**** Input records ****
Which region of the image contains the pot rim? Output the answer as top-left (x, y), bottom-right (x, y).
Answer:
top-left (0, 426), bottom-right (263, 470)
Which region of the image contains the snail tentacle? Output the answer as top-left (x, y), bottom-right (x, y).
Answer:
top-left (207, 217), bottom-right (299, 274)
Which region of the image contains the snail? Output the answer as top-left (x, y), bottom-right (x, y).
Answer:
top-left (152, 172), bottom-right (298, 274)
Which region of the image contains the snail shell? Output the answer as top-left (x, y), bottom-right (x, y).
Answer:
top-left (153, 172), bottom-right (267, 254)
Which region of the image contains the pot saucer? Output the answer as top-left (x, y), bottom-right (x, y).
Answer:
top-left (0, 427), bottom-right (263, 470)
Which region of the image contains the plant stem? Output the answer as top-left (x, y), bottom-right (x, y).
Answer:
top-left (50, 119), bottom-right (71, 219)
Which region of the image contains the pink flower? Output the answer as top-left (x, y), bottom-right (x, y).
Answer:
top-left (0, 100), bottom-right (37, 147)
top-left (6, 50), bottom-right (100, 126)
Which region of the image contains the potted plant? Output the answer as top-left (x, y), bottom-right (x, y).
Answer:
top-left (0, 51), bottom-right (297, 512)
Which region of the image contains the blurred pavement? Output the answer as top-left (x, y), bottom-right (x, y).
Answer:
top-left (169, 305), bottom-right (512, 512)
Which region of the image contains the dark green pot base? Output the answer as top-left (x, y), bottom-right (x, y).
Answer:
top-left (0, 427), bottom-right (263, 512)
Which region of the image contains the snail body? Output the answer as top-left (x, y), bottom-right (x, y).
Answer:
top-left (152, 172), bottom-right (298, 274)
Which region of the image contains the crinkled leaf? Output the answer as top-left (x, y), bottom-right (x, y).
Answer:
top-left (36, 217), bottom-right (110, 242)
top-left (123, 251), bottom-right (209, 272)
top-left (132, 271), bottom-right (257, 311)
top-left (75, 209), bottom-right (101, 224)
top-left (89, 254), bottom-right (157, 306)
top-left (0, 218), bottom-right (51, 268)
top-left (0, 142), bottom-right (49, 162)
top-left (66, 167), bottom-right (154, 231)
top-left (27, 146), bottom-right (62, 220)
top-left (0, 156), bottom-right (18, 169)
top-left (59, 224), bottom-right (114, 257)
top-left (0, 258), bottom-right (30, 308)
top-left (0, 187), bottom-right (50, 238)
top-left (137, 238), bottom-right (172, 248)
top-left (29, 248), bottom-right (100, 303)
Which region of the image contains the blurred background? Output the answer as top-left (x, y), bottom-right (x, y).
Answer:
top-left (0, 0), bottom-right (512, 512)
****
• _To do_:
In the stretch from the line containing "Which region of the image contains the snail shell?" through the line containing "top-left (153, 172), bottom-right (267, 254)", substitute "spiral shell" for "snail shell" and give those lines again with nothing else changed.

• _Finished task_:
Which region of the image contains the spiral shell? Output the answer as top-left (x, y), bottom-right (x, y).
Answer:
top-left (153, 172), bottom-right (267, 254)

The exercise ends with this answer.